(SELECTED EXTRACT Opens)

# Recommendations?



## ncy (May 18, 2008)

Anyone really happy with the lighting they have over a 10 gallon? 

I have a 10g moderately/heavily planted tank, and am trying to grow a flatter H.C. carpet - but it keeps growing up instead of out! (I planted it in tiny little clumps hoping it would come together) 

I'm using a 20" coralife CF fixture (dual daylight 6700/10000k bulb) That is rated for 28 watts... 

I think I need more light intensity and I've been looking around at fixtures online. 

Does anyone have a similar setup and light fixture they are really happy with? Recommendations would be appreciated! Thanks!

BTW: I'm using ADA aquasoil and doing injected CO2 and PPS pro fert regimen.


----------



## Quetzalcoatl (Feb 13, 2009)

I have 20" 40W Current USA fixture over my 10g. So far this has done well. This tank only has moss so I don't know how it would do in your tank. BUT, good thing is you can place two of these on top of a 10g. That should produce enough light.


----------



## Tex Gal (Nov 1, 2007)

I have the regular hood that comes with the tank. I've put to screw in lights that have worked well. I have put aluminum foil behind them for reflectors. You could also paint it white, which would be a better reflector. It's a cheap fix!  Here are the bulbs I use. They come in different wattages. I use the one marked 75watt which is really 16 watts. You can google the name of them and find lots of places online to buy them.


----------



## wmsvn (Oct 22, 2008)

Tex Gal said:


> I have the regular hood that comes with the tank. I've put to screw in lights that have worked well. I have put aluminum foil behind them for reflectors. You could also paint it white, which would be a better reflector. It's a cheap fix!  Here are the bulbs I use. They come in different wattages. I use the one marked 75watt which is really 16 watts. You can google the name of them and find lots of places online to buy them.


I did the same thing for my 10G too. Using the bulb I bought from Lowes. The plants seem to be happy.


----------



## ncy (May 18, 2008)

Wow! Cheap and Effective? Is it too good to be true? Maybe I'll give this a shot. Thanks again Texgal - you have been really helpful!


----------

(SELECTED EXTRACT Closes)
(GIVEN RECORDS Opens)

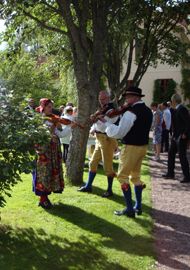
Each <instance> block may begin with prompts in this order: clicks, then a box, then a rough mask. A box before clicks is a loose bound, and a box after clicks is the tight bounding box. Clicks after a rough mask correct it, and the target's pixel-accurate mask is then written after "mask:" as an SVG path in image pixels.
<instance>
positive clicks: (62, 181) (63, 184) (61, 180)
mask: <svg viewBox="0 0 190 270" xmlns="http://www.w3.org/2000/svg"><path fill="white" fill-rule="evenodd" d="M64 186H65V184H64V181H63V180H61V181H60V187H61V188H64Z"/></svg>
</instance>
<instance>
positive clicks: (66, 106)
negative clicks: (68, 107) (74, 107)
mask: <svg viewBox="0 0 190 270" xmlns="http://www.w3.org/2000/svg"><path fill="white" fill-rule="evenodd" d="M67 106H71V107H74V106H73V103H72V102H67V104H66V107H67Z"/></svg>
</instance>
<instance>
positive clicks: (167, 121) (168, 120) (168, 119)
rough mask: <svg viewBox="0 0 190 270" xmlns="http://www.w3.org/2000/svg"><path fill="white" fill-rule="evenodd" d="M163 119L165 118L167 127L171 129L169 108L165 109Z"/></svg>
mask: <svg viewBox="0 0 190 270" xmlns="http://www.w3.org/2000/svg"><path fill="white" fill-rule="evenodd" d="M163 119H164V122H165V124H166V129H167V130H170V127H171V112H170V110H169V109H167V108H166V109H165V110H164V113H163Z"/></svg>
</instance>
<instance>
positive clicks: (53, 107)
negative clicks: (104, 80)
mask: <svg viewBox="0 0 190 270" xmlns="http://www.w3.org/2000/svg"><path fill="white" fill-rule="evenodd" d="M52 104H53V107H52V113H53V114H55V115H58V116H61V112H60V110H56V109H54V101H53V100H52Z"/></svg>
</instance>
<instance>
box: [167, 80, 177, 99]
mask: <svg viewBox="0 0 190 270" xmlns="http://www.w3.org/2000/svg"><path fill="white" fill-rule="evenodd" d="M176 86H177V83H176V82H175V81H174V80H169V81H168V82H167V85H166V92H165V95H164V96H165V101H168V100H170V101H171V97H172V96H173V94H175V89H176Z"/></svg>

(GIVEN RECORDS Closes)
(GIVEN RECORDS Opens)

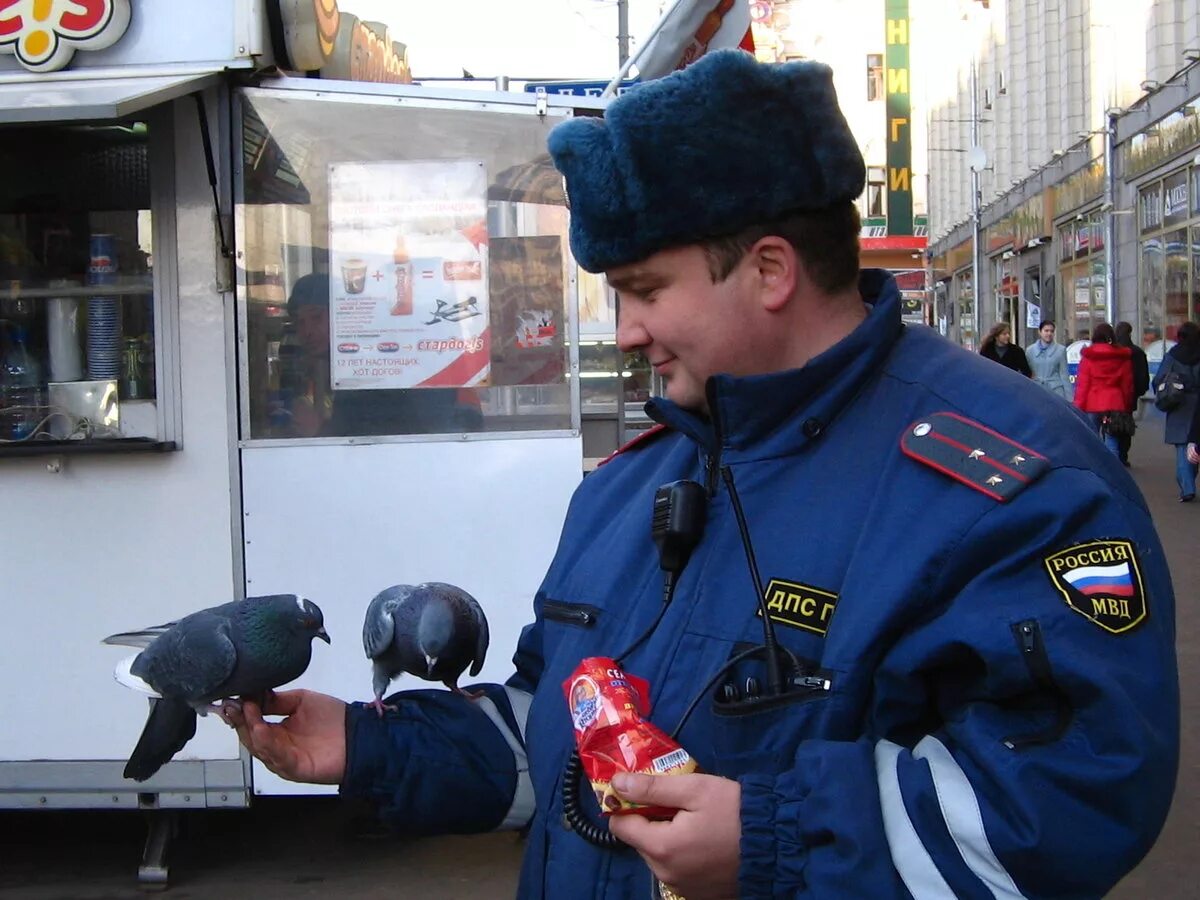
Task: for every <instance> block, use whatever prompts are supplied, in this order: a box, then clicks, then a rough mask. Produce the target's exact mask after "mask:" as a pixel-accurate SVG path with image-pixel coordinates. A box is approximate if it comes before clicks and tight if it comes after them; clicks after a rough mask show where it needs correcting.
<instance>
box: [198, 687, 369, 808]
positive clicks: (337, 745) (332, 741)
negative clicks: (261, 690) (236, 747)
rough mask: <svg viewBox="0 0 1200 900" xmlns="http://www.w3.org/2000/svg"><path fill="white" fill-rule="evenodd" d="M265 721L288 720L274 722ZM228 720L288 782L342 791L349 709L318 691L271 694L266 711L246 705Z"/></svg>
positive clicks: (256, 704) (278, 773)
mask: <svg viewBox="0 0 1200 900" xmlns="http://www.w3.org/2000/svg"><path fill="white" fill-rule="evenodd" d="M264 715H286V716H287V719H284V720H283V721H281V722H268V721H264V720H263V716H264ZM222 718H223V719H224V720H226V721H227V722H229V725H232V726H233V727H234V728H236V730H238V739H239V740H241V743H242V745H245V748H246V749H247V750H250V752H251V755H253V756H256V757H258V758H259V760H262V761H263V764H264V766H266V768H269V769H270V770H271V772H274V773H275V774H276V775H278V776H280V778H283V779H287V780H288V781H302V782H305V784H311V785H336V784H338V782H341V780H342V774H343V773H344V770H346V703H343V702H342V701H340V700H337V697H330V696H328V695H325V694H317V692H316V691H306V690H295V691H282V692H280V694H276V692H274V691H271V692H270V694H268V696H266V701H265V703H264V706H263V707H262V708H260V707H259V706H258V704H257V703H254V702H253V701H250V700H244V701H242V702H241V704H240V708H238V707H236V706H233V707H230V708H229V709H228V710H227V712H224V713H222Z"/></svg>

(GIVEN RECORDS Closes)
(GIVEN RECORDS Opens)

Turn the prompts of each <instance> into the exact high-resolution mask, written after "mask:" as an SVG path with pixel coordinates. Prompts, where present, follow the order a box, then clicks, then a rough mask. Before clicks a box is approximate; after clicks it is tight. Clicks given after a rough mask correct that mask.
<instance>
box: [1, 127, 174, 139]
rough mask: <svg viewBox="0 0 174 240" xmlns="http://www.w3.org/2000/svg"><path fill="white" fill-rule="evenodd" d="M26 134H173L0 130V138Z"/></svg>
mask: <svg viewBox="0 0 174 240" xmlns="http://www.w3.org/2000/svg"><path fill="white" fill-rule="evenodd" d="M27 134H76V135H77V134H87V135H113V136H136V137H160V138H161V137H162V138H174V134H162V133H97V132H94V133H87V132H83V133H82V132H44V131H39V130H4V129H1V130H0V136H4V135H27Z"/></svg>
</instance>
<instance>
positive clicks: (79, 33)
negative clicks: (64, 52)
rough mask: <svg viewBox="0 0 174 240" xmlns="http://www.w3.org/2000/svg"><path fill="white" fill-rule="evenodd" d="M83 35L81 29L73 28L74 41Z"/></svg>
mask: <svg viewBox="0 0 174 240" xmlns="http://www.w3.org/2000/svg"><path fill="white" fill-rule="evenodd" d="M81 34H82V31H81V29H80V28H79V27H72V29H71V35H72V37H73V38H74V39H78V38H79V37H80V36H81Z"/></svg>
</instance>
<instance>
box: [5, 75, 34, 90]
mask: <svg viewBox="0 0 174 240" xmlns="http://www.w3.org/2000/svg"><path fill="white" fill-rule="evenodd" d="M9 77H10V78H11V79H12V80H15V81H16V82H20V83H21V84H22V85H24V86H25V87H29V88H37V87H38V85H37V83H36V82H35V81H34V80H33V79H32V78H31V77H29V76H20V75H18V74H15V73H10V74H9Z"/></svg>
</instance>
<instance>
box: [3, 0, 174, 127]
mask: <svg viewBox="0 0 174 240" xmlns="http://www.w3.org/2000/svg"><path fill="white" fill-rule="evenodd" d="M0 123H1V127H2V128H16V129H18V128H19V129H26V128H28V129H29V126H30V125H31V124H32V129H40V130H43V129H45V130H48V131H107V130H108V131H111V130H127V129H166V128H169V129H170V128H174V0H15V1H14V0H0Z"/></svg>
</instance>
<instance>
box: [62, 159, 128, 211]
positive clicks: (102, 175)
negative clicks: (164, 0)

(GIVEN RECORDS Closes)

= TASK SET =
1. In the aquarium lighting thread, what light fixture is the person asking for recommendations currently using?
2. Print the part of the aquarium lighting thread starting with "I think I need" and going on through "(Feb 13, 2009)".
The records aren't needed for anything here.

= EXPECTED RESULTS =
1. A 20" Coralife CF fixture with a dual daylight 6700/10000k bulb, rated for 28 watts.

2.
I think I need more light intensity and I've been looking around at fixtures online. 

Does anyone have a similar setup and light fixture they are really happy with? Recommendations would be appreciated! Thanks!

BTW: I'm using ADA aquasoil and doing injected CO2 and PPS pro fert regimen.


----------



## Quetzalcoatl (Feb 13, 2009)